EXERCISE GOAL: I'd like the full listing transcribed exactly, with no images included.

ENTRIES SHOWN:
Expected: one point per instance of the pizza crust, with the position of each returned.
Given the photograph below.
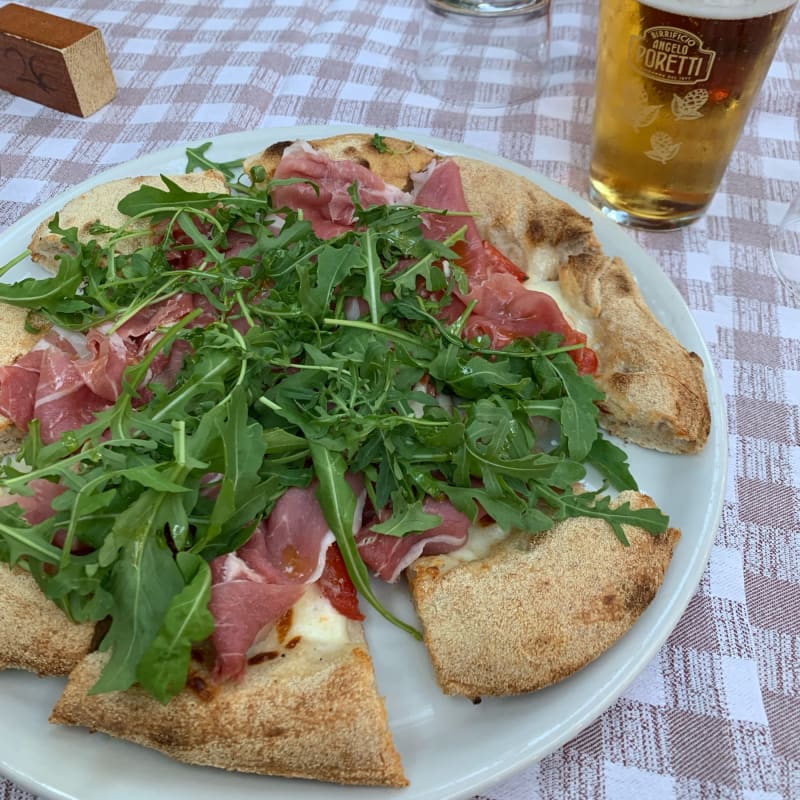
(35, 634)
(539, 607)
(99, 204)
(655, 393)
(308, 713)
(395, 164)
(16, 339)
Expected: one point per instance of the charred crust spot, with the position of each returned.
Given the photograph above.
(100, 631)
(201, 687)
(536, 232)
(283, 624)
(621, 282)
(639, 596)
(260, 658)
(203, 655)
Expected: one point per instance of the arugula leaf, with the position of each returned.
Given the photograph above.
(163, 666)
(144, 579)
(196, 158)
(339, 504)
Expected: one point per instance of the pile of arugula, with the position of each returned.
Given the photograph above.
(154, 490)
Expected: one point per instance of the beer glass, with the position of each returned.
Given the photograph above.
(784, 249)
(675, 82)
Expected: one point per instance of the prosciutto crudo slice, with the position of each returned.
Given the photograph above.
(295, 548)
(66, 379)
(504, 308)
(331, 210)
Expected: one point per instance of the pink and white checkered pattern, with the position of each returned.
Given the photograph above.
(717, 713)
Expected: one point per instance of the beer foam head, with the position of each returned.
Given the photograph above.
(721, 9)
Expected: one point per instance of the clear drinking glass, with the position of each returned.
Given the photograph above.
(484, 54)
(784, 249)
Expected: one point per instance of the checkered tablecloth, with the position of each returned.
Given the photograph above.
(717, 713)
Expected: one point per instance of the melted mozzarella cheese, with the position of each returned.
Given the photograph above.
(314, 622)
(553, 288)
(480, 541)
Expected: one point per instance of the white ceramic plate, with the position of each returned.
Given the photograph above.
(450, 747)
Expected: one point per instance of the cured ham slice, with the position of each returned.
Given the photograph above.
(64, 388)
(243, 603)
(387, 556)
(504, 309)
(297, 536)
(329, 206)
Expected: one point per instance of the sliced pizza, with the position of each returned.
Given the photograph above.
(35, 634)
(388, 355)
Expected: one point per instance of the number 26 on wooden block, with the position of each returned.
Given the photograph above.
(54, 61)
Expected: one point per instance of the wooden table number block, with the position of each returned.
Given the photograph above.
(54, 61)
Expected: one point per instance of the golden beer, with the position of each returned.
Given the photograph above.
(675, 83)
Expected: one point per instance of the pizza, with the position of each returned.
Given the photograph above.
(245, 395)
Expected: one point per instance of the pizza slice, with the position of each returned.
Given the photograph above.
(301, 655)
(655, 393)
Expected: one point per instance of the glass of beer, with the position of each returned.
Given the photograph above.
(675, 82)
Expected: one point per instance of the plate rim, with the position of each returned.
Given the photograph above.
(616, 241)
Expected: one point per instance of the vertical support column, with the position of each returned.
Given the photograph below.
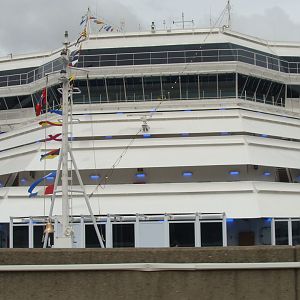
(11, 233)
(108, 233)
(180, 92)
(82, 233)
(161, 88)
(273, 236)
(290, 232)
(166, 231)
(30, 233)
(65, 153)
(197, 231)
(137, 232)
(236, 85)
(199, 90)
(224, 230)
(143, 87)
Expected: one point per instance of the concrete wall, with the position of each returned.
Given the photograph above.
(223, 284)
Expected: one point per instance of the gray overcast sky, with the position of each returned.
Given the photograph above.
(37, 25)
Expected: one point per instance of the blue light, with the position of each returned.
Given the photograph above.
(234, 173)
(267, 173)
(50, 178)
(187, 174)
(95, 177)
(140, 175)
(23, 181)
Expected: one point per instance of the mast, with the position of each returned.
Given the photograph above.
(66, 162)
(66, 239)
(229, 14)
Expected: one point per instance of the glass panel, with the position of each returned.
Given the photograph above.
(261, 60)
(171, 87)
(124, 59)
(211, 234)
(91, 239)
(246, 56)
(281, 233)
(123, 235)
(115, 87)
(38, 237)
(296, 232)
(98, 91)
(159, 58)
(20, 237)
(152, 88)
(176, 57)
(189, 87)
(293, 91)
(208, 86)
(134, 89)
(182, 234)
(4, 235)
(142, 58)
(226, 85)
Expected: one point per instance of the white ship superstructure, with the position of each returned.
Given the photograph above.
(182, 138)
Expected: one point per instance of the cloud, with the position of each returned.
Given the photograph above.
(273, 24)
(38, 25)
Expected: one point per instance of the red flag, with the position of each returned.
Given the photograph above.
(44, 97)
(38, 109)
(49, 189)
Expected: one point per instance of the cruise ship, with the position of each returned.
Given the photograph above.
(183, 138)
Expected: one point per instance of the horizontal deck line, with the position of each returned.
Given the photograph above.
(151, 267)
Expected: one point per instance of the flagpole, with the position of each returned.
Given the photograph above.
(65, 241)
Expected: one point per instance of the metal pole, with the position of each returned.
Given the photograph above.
(87, 202)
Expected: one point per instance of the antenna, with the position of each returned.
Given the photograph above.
(229, 14)
(67, 162)
(183, 21)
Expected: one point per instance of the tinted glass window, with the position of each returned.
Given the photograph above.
(182, 234)
(211, 234)
(123, 235)
(281, 233)
(38, 237)
(20, 237)
(91, 239)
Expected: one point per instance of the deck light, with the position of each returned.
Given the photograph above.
(95, 177)
(234, 173)
(140, 175)
(23, 180)
(267, 173)
(187, 174)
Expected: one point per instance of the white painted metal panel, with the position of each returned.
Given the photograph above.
(151, 234)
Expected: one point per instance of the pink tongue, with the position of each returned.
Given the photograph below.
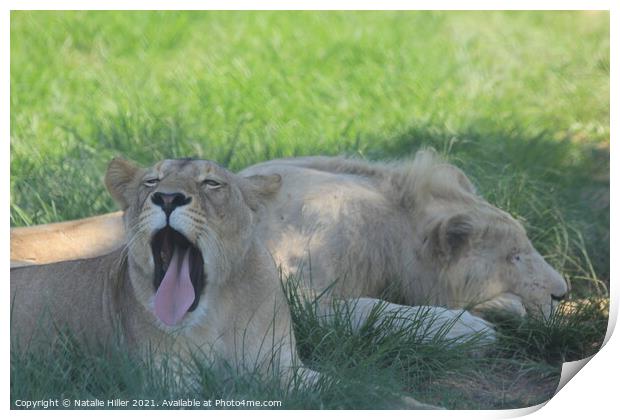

YOUR RESPONSE:
Expected: one point per instance of the pizza crust, with the position of each returned.
Given the photograph below.
(35, 634)
(539, 607)
(99, 204)
(655, 393)
(308, 713)
(395, 164)
(16, 339)
Expected: one point per instance of the charred crust spot, with the position of each returned.
Given the photograph above.
(100, 631)
(201, 687)
(536, 232)
(283, 624)
(621, 282)
(639, 596)
(260, 658)
(203, 655)
Expected: one point per instance of the arugula leaf, with the position of each returned.
Given the photograph above.
(163, 666)
(144, 579)
(196, 158)
(339, 504)
Expected: one point per instance of the pile of arugula, with the position of each returned.
Given the photograph above.
(154, 490)
Expected: one point per instance of the beer glass, with the position of each returned.
Given the photograph above.
(784, 249)
(675, 82)
Expected: one point per instance of the prosciutto crudo slice, with the position of each returned.
Given the photograph above.
(295, 548)
(66, 379)
(504, 308)
(331, 210)
Expected: one point per instance of the pink and white checkered pattern, with the position of each returned.
Given the photograph above.
(717, 713)
Expected: one point per instance of the beer foam head, with the position of each returned.
Given the photograph above.
(721, 9)
Expected: one point per instance of the clear drinking glass, with the position of each returned.
Given the photograph above.
(484, 54)
(784, 249)
Expected: one point per instance of the checkered tablecloth, with the position of each returned.
Given the photograph above.
(717, 713)
Expected: one point per instance of the melted mozzarella cheese, with the position of each returned.
Given the photograph above.
(314, 622)
(553, 288)
(480, 541)
Expected: one point per instance of the white ceramic plate, with the position of each returned.
Given the photograph above.
(450, 747)
Expected: one point per instance of the cured ham slice, with the position of each returned.
Given the photograph above.
(64, 388)
(243, 603)
(387, 556)
(504, 309)
(297, 536)
(329, 206)
Expected: one point per instance of the sliced pizza, with the position of each returned.
Given the photograph above.
(35, 634)
(388, 355)
Expected: one point per instance of the number 26 on wooden block, with the position of each returned.
Given the photograph above.
(54, 61)
Expected: one point per instance of the wooden table number block, with the position of each returned.
Given the photograph above.
(54, 61)
Expected: one point per instance of the golden beer, with the position of each returned.
Given the photograph above.
(675, 83)
Expected: one point per instance of the pizza, with the position of each returned.
Given the photograph above.
(245, 395)
Expected: one point per instance of the pizza slice, with the position of each returned.
Given the photograph above.
(301, 655)
(655, 393)
Expected: one point per instance of the glass of beer, with the position of each returned.
Given the photograph above.
(675, 82)
Expected: one point per instance of the plate rim, with the position of each returned.
Given the photograph above.
(616, 241)
Expected: one point per instance of the vertical support column, with the position of each returned.
Given the photograph below.
(11, 233)
(108, 233)
(180, 92)
(82, 233)
(161, 88)
(273, 236)
(290, 232)
(166, 231)
(30, 233)
(65, 153)
(197, 231)
(137, 232)
(236, 85)
(199, 90)
(224, 230)
(143, 87)
Expected: one point per instance of the concrete wall, with the position of each returned.
Given the photograph above.
(223, 284)
Expected: one point per instance of the gray overcast sky, with the position of each returned.
Given the photograph above.
(37, 25)
Expected: one point per instance of the blue light, with the position of each returned.
Given the photograph above.
(234, 173)
(267, 173)
(50, 178)
(187, 174)
(95, 177)
(140, 175)
(23, 181)
Expected: one point per instance of the mast, with the position of each returned.
Given the photograph above.
(66, 162)
(66, 239)
(229, 14)
Expected: one point per instance of the glass panel, with the position of each returned.
Given the photograph above.
(261, 60)
(171, 87)
(124, 59)
(211, 234)
(91, 239)
(246, 56)
(281, 233)
(123, 235)
(115, 87)
(38, 237)
(296, 232)
(98, 91)
(159, 58)
(20, 237)
(152, 88)
(176, 57)
(189, 87)
(293, 91)
(208, 86)
(134, 89)
(182, 234)
(4, 235)
(142, 58)
(226, 85)
Expected: one point per instance of the white ship superstructure, with the position of each returned.
Given the photograph above.
(182, 138)
Expected: one point per instance of the cloud, with the position of each returned.
Given the photograph above.
(273, 24)
(38, 25)
Expected: one point per instance of the red flag, with the position of each returned.
Given the photograph above.
(44, 97)
(38, 109)
(49, 189)
Expected: one point per instance of the cruise ship, with the position of each returned.
Given the photograph above.
(183, 138)
Expected: one point per instance of the horizontal deck line, with the position of each returned.
Given the photograph above.
(151, 267)
Expected: one point per instance of the flagpole, with the position of each returned.
Given the photograph above.
(65, 241)
Expected: one point per instance of the metal pole, with the position of each returned.
Given the photograph above.
(87, 202)
Expected: one point per instance of the antenna, with the position of each returned.
Given the photograph above.
(229, 14)
(67, 162)
(183, 21)
Expected: one point per instance of the tinted glass window, with the position of each returned.
Given the photograph above.
(182, 234)
(211, 234)
(123, 235)
(281, 233)
(38, 237)
(20, 237)
(91, 239)
Expected: one point per instance of the deck light, with the position of each returned.
Given the photograph above.
(95, 177)
(234, 173)
(140, 175)
(23, 180)
(267, 173)
(187, 174)
Expected: one point per instance of the white painted metal panel, with the position of each returned.
Given the photograph above.
(151, 234)
Expected: one point per instance of the pink tongue, with the position of each returned.
Given the photograph below.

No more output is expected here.